§ **Task brief**:
Return verbatim the records below, from the line containing "Presence check for any silver glitter" through the line containing "[152, 96, 252, 267]", including both end lines. Omit the pictures from the output.

>> Begin Extracted entries

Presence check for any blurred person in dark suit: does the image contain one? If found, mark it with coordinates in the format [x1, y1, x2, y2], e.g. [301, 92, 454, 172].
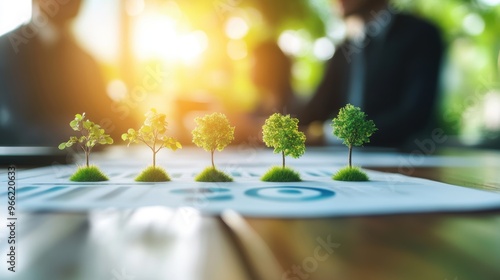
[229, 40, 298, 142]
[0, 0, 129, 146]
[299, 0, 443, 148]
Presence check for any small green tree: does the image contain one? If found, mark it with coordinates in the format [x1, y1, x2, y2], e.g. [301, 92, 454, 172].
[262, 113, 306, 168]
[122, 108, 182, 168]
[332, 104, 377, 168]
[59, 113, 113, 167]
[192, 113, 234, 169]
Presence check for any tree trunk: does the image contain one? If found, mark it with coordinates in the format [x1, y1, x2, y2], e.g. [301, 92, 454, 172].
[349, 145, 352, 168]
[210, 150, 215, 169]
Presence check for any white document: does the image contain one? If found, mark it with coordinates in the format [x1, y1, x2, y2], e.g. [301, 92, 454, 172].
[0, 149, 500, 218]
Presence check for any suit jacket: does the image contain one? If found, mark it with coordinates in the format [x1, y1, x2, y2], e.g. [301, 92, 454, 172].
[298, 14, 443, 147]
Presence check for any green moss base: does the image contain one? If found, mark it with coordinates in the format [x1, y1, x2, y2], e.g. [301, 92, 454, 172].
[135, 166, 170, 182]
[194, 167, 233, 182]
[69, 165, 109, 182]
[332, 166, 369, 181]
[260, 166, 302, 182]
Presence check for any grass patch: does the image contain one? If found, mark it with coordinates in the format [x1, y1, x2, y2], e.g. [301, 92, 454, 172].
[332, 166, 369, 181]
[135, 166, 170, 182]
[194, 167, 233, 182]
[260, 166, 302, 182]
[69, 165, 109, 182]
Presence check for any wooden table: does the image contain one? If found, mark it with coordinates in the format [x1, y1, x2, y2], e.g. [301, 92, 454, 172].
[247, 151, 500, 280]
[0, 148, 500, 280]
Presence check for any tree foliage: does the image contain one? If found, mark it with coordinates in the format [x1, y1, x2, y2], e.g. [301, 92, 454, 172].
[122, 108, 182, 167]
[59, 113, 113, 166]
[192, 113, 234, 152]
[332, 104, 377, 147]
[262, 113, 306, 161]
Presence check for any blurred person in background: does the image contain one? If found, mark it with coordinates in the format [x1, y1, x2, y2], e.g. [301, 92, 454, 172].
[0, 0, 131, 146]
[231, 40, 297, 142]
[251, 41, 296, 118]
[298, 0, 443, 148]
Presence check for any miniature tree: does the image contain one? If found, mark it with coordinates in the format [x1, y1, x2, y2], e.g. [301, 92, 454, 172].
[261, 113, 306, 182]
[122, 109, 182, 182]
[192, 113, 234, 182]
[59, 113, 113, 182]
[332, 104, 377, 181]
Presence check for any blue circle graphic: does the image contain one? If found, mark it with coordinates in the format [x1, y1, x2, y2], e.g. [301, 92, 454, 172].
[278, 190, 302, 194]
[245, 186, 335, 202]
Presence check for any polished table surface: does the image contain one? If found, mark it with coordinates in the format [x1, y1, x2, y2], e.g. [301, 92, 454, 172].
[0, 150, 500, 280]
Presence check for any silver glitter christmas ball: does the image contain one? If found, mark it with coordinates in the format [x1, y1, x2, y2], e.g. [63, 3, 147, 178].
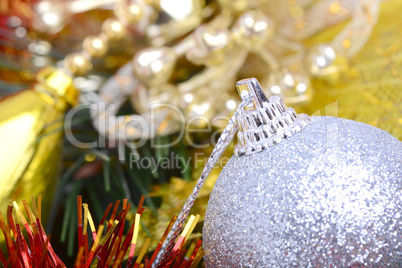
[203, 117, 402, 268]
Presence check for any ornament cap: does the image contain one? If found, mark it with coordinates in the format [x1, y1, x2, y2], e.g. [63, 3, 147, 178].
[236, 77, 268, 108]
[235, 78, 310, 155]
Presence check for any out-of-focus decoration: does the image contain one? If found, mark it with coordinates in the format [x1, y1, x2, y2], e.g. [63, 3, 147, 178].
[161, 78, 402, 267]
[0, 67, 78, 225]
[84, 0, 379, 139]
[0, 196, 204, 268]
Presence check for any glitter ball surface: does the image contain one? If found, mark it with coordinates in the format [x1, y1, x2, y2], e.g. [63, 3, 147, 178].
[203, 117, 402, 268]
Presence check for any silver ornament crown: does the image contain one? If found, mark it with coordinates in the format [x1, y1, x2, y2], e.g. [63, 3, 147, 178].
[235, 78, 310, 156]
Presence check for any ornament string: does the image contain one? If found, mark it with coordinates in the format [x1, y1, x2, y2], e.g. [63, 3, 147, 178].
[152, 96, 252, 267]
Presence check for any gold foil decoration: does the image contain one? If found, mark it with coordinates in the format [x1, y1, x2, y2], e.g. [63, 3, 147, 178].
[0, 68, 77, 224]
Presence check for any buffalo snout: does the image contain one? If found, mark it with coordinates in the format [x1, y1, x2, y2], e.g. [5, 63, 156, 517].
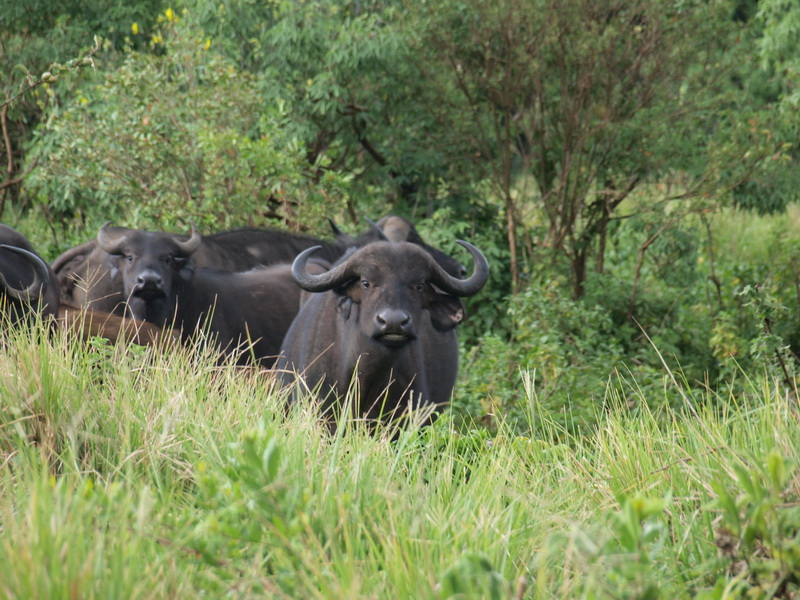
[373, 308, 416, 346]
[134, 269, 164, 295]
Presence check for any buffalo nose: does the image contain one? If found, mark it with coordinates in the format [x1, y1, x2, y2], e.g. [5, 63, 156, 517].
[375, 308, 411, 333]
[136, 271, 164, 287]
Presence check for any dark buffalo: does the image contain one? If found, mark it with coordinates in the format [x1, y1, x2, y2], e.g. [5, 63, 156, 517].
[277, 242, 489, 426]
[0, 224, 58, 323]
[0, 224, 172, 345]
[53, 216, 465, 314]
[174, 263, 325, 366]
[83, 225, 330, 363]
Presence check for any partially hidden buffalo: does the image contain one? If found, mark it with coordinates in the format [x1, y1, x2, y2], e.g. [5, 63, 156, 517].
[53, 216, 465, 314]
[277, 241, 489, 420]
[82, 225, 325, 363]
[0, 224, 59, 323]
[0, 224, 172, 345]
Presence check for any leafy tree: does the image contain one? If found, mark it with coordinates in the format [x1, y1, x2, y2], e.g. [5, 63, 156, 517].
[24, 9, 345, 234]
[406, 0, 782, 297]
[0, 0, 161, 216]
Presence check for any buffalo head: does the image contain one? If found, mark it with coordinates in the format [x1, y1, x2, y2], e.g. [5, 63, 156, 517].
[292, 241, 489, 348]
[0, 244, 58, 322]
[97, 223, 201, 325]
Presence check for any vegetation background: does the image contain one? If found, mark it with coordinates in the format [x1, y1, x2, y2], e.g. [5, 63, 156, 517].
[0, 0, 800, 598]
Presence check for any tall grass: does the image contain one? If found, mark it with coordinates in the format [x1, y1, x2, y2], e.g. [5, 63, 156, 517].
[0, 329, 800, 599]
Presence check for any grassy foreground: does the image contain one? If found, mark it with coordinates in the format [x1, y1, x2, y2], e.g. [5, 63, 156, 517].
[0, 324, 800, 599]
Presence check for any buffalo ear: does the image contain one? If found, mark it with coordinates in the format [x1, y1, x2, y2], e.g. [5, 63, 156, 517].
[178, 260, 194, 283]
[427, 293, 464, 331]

>> End Extracted entries
>> Begin Extracted entries

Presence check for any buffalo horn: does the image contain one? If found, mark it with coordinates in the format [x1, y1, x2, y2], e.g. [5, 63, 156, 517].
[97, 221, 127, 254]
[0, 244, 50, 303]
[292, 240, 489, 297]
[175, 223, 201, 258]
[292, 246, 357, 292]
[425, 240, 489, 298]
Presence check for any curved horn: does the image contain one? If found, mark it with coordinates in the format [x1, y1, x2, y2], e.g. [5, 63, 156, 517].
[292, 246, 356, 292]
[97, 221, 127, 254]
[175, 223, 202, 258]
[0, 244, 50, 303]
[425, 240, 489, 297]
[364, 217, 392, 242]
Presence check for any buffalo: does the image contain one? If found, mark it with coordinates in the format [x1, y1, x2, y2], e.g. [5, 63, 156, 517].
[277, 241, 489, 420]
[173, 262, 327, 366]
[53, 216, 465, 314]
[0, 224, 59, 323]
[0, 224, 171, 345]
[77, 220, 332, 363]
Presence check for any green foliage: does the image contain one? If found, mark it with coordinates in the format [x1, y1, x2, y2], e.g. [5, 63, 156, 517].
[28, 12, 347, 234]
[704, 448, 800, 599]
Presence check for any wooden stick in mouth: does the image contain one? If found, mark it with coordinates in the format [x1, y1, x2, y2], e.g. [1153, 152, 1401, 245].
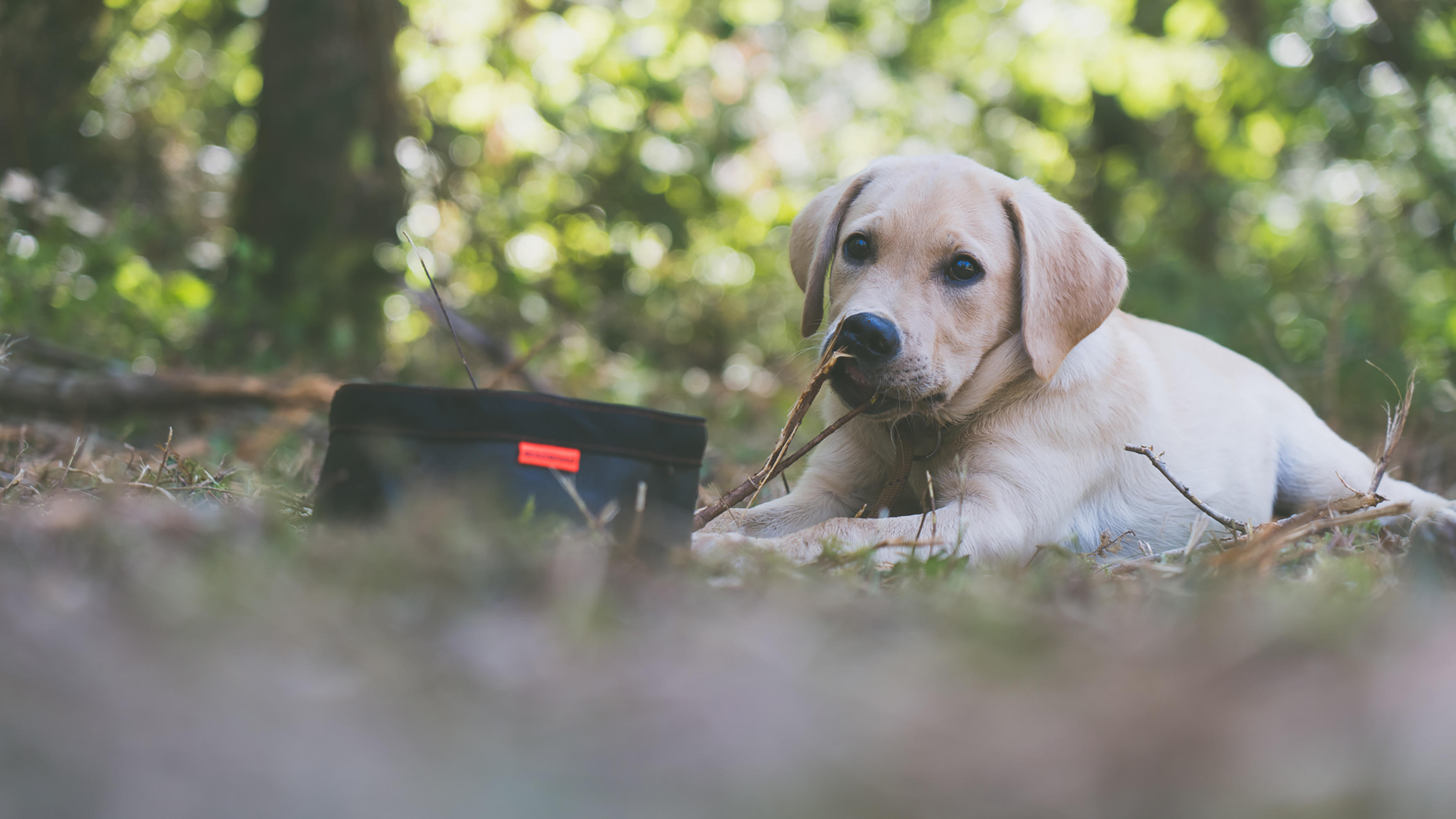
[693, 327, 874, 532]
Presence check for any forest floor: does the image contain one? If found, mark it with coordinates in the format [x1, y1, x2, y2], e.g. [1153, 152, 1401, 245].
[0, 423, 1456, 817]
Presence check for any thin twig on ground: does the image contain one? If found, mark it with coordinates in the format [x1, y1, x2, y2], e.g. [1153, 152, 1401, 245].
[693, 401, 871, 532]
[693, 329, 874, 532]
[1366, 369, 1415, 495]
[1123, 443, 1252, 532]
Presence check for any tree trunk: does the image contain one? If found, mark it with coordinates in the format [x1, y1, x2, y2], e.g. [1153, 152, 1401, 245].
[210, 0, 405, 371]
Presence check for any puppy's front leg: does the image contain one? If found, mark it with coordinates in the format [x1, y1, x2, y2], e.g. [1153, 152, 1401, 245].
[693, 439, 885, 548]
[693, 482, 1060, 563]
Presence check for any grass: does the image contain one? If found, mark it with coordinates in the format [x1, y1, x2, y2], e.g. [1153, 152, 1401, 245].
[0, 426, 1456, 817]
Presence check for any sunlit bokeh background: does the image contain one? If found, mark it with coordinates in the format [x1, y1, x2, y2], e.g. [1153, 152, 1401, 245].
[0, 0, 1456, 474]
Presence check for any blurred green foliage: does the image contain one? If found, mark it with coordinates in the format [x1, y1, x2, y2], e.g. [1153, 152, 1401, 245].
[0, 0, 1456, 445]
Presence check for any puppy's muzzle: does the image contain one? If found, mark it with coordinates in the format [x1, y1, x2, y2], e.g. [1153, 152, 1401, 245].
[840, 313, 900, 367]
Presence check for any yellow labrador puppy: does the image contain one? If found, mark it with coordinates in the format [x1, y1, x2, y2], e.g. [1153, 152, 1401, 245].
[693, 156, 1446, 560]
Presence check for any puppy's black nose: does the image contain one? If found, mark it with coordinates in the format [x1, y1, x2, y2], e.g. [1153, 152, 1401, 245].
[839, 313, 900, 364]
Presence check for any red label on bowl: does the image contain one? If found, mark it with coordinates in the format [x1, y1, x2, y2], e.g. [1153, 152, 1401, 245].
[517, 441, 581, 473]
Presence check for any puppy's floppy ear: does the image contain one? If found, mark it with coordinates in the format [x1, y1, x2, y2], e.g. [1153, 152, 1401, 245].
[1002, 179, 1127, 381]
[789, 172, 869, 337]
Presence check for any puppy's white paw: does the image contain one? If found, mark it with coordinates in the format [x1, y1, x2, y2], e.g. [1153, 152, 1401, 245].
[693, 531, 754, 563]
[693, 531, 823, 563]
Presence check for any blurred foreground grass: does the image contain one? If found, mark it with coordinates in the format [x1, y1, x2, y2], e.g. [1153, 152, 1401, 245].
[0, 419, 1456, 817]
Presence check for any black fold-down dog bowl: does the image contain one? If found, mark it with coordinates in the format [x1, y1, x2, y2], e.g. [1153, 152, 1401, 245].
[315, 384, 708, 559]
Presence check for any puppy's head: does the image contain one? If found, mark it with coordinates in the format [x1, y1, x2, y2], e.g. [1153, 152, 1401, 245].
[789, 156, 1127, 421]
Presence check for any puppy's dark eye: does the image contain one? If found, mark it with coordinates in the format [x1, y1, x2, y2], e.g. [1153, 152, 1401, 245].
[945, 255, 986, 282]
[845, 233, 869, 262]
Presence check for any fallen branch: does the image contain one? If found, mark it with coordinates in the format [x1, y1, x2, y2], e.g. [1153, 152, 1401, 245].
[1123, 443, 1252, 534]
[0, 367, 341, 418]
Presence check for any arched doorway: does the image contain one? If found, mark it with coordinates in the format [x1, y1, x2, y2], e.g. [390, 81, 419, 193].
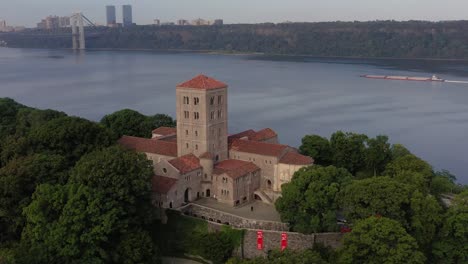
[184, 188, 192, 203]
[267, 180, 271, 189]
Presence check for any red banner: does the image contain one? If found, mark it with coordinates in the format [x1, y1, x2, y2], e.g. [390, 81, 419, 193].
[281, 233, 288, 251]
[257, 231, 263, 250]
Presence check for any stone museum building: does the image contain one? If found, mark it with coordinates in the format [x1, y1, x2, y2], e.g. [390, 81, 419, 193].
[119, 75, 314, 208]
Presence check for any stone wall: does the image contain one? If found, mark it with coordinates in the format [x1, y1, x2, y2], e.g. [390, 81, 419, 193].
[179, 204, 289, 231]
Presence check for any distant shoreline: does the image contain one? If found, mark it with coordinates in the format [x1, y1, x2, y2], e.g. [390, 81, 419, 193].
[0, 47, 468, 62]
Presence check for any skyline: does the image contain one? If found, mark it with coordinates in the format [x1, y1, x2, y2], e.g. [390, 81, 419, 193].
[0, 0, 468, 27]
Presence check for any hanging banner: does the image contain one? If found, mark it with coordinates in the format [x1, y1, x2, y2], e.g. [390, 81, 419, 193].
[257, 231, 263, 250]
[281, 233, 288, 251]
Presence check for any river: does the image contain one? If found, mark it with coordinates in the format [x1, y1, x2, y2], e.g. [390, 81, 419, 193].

>> End Extracted entries
>> Begin Extracted entries

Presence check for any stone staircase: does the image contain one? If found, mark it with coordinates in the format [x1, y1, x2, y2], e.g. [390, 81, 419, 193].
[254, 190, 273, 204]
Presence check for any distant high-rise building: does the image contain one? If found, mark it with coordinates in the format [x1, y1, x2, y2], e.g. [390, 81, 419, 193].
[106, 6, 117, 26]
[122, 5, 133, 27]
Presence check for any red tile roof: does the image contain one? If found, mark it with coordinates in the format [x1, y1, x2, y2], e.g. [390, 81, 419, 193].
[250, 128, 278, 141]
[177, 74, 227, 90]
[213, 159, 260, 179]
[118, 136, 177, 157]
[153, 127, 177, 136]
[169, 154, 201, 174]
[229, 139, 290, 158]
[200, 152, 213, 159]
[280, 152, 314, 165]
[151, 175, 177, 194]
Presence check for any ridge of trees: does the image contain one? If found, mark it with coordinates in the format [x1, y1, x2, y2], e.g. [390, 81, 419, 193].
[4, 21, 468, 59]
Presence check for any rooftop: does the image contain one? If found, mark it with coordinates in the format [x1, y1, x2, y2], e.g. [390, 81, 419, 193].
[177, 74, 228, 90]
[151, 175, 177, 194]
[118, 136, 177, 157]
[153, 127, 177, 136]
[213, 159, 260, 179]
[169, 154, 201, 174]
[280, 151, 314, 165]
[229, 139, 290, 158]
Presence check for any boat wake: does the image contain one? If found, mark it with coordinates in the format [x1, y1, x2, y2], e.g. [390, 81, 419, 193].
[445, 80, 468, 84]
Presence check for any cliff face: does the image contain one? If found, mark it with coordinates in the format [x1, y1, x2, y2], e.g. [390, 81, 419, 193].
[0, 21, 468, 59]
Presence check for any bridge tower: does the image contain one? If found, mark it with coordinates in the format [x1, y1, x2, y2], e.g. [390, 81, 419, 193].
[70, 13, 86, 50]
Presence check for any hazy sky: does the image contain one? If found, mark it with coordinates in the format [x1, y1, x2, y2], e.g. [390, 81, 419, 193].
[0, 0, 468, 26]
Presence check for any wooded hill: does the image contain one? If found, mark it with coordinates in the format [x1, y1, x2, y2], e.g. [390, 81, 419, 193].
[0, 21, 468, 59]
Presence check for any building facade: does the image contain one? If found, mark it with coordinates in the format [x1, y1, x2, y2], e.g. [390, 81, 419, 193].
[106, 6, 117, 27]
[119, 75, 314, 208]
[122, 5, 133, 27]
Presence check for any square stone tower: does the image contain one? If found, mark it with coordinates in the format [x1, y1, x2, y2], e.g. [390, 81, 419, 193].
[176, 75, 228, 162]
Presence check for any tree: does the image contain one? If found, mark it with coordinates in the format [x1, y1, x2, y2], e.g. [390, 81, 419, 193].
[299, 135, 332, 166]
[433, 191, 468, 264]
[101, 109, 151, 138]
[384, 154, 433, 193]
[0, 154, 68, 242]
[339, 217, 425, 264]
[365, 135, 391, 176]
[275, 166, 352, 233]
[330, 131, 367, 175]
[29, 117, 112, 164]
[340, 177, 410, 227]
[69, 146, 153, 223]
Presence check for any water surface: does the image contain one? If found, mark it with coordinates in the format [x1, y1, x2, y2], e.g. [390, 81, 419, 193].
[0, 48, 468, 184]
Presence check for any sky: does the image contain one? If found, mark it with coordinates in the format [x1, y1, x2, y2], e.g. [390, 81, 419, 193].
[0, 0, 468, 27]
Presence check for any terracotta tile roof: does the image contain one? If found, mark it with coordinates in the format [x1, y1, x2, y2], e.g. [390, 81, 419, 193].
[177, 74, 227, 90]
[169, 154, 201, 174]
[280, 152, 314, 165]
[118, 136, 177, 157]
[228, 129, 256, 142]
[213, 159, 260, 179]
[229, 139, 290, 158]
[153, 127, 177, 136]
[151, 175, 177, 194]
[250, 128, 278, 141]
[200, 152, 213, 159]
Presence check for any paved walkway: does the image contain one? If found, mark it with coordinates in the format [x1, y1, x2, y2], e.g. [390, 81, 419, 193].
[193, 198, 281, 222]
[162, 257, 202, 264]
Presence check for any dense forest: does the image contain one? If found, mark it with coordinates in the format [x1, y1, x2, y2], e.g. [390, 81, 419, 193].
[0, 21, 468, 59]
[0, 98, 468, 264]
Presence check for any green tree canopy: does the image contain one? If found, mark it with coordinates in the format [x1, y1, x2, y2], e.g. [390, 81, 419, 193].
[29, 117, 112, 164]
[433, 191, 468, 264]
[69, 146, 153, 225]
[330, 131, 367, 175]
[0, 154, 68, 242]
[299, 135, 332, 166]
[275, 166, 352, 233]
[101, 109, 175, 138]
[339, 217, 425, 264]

>> End Extracted entries

§ **Result**:
Presence check for any silver glitter christmas ball: does the image contain one? If found, mark it with coordinates in the format [x1, y1, x2, y2], e.g. [63, 3, 147, 178].
[203, 117, 402, 268]
Presence check for any ornament cap: does the image contain one? If found, mark it with coordinates in the format [x1, y1, x2, y2], e.g. [63, 3, 147, 178].
[236, 77, 268, 108]
[235, 78, 310, 155]
Presence check for any out-of-focus decoration: does the image contain one? If found, mark it with coordinates in the format [x1, y1, x2, y2], e.g. [63, 3, 147, 178].
[161, 78, 402, 267]
[0, 67, 78, 225]
[84, 0, 379, 139]
[0, 196, 204, 268]
Presence check for any glitter ball surface: does the image contain one? If found, mark it with coordinates in the format [x1, y1, x2, y2], e.g. [63, 3, 147, 178].
[203, 117, 402, 268]
Presence check for any silver ornament crown: does the image contain one? If found, mark it with coordinates in the format [x1, y1, x2, y2], e.g. [63, 3, 147, 178].
[235, 78, 310, 156]
Presence check for any ornament string: does the image contain one? If found, mark it with coordinates in the format [x1, y1, x2, y2], e.g. [63, 3, 147, 178].
[152, 96, 252, 267]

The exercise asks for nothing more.